Written problem 1 – Using the article on Wayfair's first-quarter results, decide whether each statement agrees with it: (a) net revenue for the quarter exceeded that of the year-earlier quarter; (b) Wayfair tried a three-day format for Way Day; (c) Wayfair expects positive adjusted EBITDA in the second quarter. Answer yes or no for each and quote the deciding words.

Wayfair Seeks Return to Profitability After Q1 Wall Street Beat

The previously announced return-to-profits initiative by Wayfair took a step forward as the company reduced adjusted losses and bested Wall Street expectations for the first quarter.

Net loss in the quarter was $355 million, or $3.22 per diluted share, versus $319 million, or $3.04 per diluted share, in the year-earlier period. Adjusted for one-time events, net loss was $124 million, or $1.13 per diluted share, versus $206 million, or $1.96 per diluted share, in the year-prior period.

Wayfair beat an analyst consensus estimate for a loss of  $1.69 per adjusted diluted share and revenues of $2.75 billion.

Net revenue was $2.77 billion versus $2.99 billion in the year-previous quarter. Loss from operations was $347 million versus $310 million in the year-before period, the company reported.

In a conference call, Niraz Shah, Wayfair co-founder, co-chairman and CEO, said that by driving customer and supplier loyalty, focusing on operational basics and boosting cost efficiency, the company has strengthened metrics despite a difficult macroeconomic environment.

“In the second quarter, we’re seeing improved year-over-year order trends,” Shah said. “And we’re just coming off the back of our seventh Way Day event. At the beginning of the year, as we planned a denser promotional calendar for 2023, we decided to try a three-day format for Way Day. We are very pleased by the engagement from both our suppliers and shoppers.”

In announcing the financial results, Shah said, “This was a strong quarter for Wayfair, and we are pleased to be seeing consistent market share gains and a significant improvement in cost structure versus last quarter that gets us to nearly adjusted EBITDA breakeven in Q1. Most exciting is that we expect to have positive adjusted EBITDA in the second quarter. We have always known, and now we are clearly demonstrating, that the Wayfair model is inherently profitable and that there is considerable opportunity in front of us to rapidly drive further margin expansion. Last August, we shared a roadmap laying out our path to profitability, and we have been executing against that plan. Through a focus on our three core initiatives of driving customer and supplier loyalty, nailing the basics, and cost efficiency, we have made significant strides in improving our offering and customer experience, simultaneously reducing our cost structure while investing for future growth.”

Written problem 2 – Write out the lines of the listing between the line holding "Presence check — is there any solid" and the line holding "439 500 826 594", inclusive.

[Stored items from a collection]
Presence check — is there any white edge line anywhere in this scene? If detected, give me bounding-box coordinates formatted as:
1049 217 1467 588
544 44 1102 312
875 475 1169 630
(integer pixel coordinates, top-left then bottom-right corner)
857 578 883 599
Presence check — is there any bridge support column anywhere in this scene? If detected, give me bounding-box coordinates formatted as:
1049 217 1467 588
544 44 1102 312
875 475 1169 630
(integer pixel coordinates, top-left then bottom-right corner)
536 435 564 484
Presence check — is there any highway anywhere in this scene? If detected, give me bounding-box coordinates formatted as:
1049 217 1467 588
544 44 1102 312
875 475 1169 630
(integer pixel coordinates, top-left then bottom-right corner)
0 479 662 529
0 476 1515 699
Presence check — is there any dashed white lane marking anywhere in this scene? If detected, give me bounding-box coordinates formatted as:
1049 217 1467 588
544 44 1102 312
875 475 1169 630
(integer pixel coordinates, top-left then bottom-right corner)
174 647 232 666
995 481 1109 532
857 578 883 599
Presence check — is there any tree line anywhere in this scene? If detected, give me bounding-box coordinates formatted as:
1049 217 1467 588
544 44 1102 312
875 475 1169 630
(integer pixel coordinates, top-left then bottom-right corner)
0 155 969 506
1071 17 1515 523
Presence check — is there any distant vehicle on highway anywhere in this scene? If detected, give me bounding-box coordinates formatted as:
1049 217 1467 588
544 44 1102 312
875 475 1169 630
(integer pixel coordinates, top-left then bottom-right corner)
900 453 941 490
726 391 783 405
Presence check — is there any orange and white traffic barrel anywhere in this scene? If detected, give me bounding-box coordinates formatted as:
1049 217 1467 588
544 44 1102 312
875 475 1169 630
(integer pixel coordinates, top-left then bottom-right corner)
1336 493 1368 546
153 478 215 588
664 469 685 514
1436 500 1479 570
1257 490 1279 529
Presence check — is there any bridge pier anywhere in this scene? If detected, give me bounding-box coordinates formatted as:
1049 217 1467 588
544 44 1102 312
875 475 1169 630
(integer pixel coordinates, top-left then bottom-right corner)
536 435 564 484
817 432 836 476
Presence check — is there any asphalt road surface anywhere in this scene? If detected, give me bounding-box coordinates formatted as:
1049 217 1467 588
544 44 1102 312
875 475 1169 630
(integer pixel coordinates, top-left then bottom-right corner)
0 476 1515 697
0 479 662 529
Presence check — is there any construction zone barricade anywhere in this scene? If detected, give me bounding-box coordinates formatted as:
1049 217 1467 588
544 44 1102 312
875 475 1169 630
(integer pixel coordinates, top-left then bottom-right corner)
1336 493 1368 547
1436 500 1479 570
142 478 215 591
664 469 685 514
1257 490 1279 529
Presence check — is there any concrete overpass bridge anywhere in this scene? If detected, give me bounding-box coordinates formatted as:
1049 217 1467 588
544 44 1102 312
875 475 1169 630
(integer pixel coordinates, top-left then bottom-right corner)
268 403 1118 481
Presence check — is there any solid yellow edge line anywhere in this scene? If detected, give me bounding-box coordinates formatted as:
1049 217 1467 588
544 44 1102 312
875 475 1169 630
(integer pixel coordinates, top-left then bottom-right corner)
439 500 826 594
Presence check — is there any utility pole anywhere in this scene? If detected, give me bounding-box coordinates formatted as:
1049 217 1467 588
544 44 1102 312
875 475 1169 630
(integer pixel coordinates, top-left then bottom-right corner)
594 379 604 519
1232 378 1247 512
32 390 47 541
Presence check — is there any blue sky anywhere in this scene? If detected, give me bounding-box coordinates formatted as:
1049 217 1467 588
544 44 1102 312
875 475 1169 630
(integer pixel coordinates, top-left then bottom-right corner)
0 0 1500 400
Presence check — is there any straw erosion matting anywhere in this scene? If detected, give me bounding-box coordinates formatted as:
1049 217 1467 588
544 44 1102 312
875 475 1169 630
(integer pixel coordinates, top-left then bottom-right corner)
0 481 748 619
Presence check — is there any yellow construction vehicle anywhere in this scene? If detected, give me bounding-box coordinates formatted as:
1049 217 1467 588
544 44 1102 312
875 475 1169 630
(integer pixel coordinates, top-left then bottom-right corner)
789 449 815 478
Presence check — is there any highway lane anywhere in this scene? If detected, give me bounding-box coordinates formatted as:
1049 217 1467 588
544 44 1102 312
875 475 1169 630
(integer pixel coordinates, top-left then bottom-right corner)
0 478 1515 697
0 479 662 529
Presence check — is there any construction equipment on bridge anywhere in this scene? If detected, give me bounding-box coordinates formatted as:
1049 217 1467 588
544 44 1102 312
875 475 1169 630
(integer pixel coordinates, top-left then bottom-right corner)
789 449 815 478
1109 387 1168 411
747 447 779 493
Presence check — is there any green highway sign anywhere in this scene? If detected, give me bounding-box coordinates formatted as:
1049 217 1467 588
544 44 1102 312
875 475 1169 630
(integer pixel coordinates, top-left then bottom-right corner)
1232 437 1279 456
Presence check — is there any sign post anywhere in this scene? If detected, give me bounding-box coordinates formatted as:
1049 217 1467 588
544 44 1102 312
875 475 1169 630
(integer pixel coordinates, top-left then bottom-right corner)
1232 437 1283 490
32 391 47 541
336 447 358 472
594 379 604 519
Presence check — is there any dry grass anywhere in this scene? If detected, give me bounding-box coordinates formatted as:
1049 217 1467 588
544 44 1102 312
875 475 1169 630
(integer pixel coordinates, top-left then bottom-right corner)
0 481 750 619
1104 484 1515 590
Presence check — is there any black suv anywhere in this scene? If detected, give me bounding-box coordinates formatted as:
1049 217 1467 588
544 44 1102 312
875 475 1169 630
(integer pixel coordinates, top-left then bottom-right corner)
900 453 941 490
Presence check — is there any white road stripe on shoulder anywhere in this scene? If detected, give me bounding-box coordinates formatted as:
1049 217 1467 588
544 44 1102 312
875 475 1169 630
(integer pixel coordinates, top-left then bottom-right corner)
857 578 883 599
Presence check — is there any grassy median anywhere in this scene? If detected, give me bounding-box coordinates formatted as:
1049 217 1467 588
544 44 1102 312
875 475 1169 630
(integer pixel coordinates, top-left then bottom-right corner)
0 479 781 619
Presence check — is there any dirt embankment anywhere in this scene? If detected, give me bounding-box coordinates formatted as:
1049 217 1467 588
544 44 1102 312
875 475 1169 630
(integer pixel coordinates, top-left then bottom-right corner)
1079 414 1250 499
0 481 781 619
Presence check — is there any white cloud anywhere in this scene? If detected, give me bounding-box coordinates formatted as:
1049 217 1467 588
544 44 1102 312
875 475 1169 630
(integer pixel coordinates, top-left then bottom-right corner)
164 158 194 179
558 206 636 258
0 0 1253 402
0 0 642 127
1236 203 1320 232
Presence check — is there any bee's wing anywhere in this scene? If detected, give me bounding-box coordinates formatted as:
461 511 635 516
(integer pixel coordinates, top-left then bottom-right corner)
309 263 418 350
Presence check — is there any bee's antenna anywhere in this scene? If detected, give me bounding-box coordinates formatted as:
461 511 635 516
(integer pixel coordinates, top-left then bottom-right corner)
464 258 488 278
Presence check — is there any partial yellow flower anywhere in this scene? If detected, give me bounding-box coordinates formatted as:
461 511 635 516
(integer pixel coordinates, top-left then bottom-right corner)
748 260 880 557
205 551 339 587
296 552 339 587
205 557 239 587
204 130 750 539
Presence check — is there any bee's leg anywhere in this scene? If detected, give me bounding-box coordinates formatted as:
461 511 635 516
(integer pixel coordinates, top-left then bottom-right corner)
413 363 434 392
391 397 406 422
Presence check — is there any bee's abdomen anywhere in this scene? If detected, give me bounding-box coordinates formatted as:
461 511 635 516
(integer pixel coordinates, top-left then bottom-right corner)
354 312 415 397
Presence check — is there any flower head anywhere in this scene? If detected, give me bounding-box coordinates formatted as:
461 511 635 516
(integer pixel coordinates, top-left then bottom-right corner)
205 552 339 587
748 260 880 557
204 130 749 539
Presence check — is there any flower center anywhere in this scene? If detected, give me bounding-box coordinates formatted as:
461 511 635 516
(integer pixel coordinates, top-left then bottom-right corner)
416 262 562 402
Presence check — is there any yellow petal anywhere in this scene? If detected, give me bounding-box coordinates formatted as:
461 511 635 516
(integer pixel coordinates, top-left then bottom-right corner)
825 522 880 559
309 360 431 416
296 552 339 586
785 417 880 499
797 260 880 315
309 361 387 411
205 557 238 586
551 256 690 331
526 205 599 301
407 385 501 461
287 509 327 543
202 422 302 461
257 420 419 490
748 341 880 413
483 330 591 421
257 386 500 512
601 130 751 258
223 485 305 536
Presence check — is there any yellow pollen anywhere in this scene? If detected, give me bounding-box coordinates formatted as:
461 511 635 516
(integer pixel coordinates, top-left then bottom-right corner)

Written reply 1 –
(a) No: "Net revenue was $2.77 billion versus $2.99 billion in the year-previous quarter."
(b) Yes: "we decided to try a three-day format for Way Day."
(c) Yes: "we expect to have positive adjusted EBITDA in the second quarter."

Written reply 2 –
Presence check — is there any solid yellow edge line anywhere in this scene? If detected, give me bounding-box coordinates formatted as:
1049 217 1467 588
544 44 1102 312
875 475 1169 630
(integer pixel coordinates, top-left then bottom-right corner)
439 500 826 594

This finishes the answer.